------ Testo fornito

4. Fertilizzazione sostenibile

Un contributo alla ecocompatibilità delle produzioni florovivaistiche può essere offerto anche dall’impiego di pratiche di concimazione più razionali, che consentono un uso più efficiente, e dunque ridotto, dei fertilizzanti chimici.

È stato evidenziato da specialisti del settore [09] come spesso le quantità di fertilizzanti somministrati alle piante ornamentali siano eccessive rispetto al loro fabbisogno, pur effettivamente elevato a causa dell’intenso ritmo di crescita che le caratterizza. A titolo di esempio, è stato calcolato che ad una coltura fuori suolo a ciclo aperto di rosa in serra vengano somministrati annualmente oltre 10.000 mc/ha di soluzione nutritiva contenenti circa 1,4-1,5 t/ha di azoto, il che significa una dispersione di tale elemento nei corpi idrici di almeno 350-400 kg/ha, senza considerare lo spreco di acqua. È evidente, dunque, la necessità di ripensare a questa pratica, adottando dei sistemi che soddisfino le esigenze fisiologiche delle piante tutelando, però, il più possibile l’ambiente. Tralasciando quelli già diffusi, come, ad esempio, la fertirrigazione e l’irrigazione a goccia, e altri più complessi ed onerosi, quali il controllo computerizzato della fertirrigazione con sistemi esperti, accenneremo ad una tecnologia in grado di ridurre sensibilmente l’impatto ambientale del florovivaismo, garantendo nel contempo un rendimento soddisfacente: i concimi a lenta cessione. Si tratta di prodotti che possono essere impiegati in dosaggi contenuti, grazie all’assimilazione pressoché completa da parte delle piante, e che comportano minori perdite per lisciviazione. A seconda del meccanismo di cessione si dividono in [10]:

  • concimi organici: dotati di bassissima solubilità, forniscono soprattutto azoto, previa mineralizzazione ad opera di funghi e batteri,
  • concimi a lenta solubilizzazione, in cui la cessione è regolata da processi di solubilizzazione e idrolisi;
  • concimi idrosolubili rivestiti.

------------
------ Righe memorizzate

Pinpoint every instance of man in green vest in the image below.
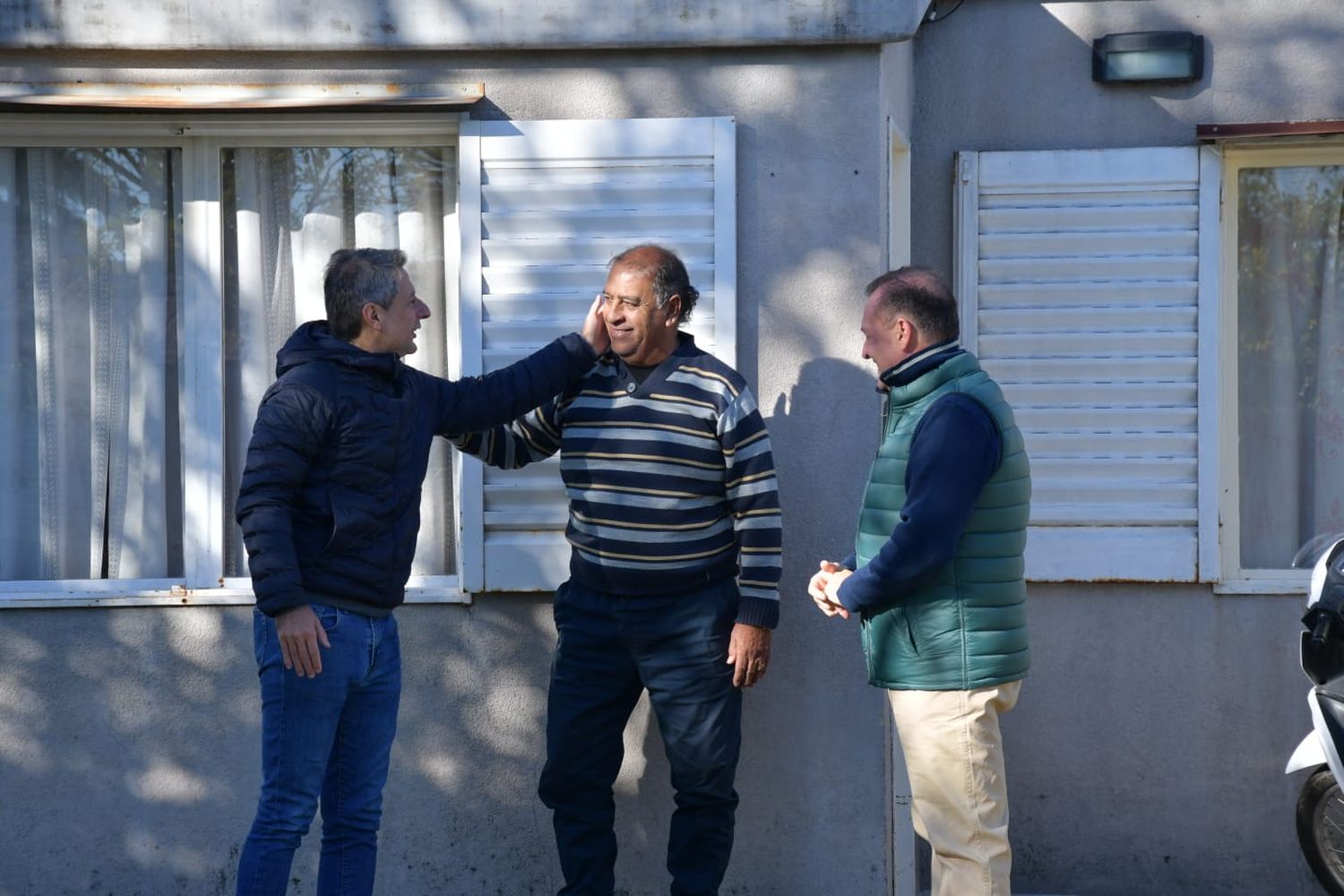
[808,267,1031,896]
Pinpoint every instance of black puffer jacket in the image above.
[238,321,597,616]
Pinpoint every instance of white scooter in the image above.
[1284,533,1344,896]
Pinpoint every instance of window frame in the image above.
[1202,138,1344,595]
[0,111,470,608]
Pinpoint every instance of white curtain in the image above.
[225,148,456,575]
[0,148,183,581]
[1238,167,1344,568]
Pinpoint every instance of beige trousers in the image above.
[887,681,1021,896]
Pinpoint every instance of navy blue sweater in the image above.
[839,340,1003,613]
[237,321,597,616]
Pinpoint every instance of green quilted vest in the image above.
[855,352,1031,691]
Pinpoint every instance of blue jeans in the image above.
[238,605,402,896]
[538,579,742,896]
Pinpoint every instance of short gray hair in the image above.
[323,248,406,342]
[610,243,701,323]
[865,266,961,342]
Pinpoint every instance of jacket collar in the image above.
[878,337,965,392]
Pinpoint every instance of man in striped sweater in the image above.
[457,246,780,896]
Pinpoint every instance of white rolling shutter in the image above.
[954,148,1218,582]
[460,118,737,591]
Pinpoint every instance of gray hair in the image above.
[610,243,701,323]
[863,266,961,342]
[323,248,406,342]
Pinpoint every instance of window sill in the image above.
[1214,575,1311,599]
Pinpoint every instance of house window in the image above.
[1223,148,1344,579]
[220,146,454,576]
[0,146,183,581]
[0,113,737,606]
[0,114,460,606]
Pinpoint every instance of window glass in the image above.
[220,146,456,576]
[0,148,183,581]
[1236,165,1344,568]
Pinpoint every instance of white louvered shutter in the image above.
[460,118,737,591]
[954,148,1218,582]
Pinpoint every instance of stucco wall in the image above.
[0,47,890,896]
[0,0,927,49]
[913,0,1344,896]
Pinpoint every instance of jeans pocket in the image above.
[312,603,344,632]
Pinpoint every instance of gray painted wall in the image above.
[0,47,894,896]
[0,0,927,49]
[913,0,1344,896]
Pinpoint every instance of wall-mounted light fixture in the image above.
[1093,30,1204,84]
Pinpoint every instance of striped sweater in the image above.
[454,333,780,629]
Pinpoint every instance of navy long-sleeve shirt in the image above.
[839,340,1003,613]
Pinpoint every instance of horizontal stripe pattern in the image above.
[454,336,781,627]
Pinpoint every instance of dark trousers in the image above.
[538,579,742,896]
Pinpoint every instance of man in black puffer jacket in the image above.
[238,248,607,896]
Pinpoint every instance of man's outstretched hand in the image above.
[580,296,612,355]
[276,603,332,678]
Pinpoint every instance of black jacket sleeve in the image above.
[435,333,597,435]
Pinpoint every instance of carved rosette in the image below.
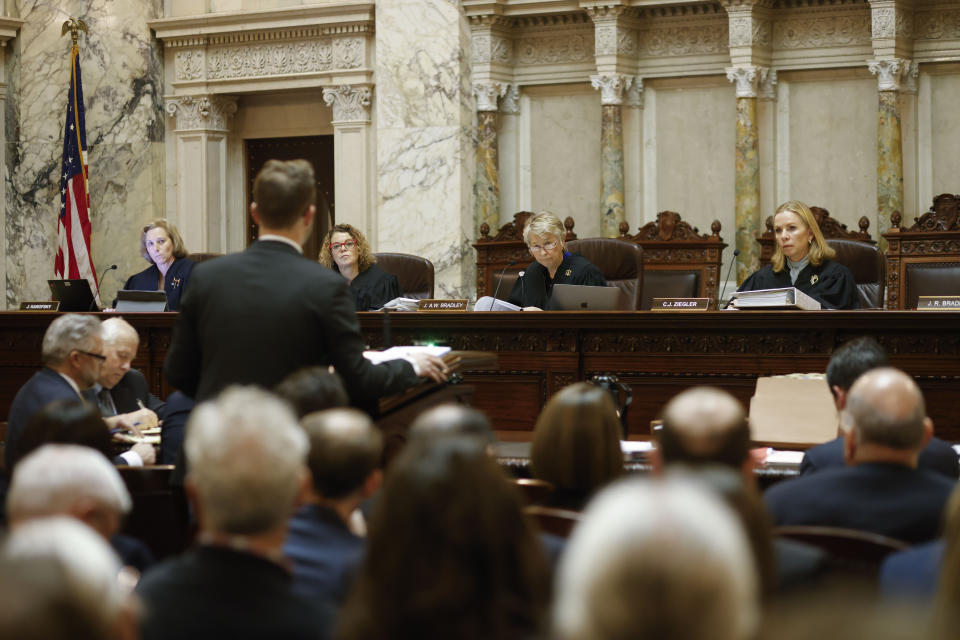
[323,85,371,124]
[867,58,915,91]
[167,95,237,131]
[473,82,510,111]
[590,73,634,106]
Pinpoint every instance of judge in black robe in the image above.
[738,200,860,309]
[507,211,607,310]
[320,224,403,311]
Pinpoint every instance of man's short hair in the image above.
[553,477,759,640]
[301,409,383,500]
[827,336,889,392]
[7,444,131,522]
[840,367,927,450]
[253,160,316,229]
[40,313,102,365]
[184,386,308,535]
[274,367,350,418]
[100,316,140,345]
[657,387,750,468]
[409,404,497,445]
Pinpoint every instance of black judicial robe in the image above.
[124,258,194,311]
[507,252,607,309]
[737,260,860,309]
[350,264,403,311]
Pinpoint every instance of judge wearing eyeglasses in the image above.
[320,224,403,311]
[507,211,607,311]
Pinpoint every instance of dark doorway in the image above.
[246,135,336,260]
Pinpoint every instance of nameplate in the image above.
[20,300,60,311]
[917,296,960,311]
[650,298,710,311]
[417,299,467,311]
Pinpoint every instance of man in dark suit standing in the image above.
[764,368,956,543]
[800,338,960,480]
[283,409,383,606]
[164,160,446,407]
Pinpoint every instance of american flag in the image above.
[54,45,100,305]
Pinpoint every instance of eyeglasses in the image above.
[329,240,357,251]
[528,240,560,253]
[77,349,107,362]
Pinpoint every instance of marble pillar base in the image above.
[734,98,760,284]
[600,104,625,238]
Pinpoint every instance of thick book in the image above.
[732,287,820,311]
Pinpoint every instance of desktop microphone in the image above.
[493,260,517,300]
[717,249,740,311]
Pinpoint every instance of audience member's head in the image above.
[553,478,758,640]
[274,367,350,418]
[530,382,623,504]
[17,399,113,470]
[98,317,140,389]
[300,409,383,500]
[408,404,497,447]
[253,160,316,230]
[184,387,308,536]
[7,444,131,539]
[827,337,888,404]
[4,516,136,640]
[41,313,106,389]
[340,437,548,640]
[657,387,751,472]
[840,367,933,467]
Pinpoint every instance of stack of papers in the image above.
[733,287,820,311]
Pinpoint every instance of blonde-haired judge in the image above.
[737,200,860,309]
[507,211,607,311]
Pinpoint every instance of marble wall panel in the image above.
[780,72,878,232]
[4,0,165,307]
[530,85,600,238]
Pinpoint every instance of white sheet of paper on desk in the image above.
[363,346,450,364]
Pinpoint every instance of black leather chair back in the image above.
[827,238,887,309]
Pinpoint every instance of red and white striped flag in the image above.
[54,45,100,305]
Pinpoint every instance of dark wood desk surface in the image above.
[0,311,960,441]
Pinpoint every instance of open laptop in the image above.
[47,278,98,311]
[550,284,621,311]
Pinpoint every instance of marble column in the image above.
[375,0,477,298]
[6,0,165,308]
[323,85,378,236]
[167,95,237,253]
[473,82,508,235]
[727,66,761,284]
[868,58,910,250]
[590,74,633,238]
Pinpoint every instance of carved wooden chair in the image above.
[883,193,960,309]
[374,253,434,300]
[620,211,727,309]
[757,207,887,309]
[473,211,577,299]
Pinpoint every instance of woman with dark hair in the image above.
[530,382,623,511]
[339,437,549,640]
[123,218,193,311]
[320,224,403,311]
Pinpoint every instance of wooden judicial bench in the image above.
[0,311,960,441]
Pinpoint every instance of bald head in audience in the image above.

------------

Consegna:
Trascrivi parola per parola, dal testo sulla fertilizzazione sostenibile riportato sopra, il tratto che va da "Un contributo alla" fino a "dei fertilizzanti chimici.".

Risposta alla consegna:
Un contributo alla ecocompatibilità delle produzioni florovivaistiche può essere offerto anche dall’impiego di pratiche di concimazione più razionali, che consentono un uso più efficiente, e dunque ridotto, dei fertilizzanti chimici.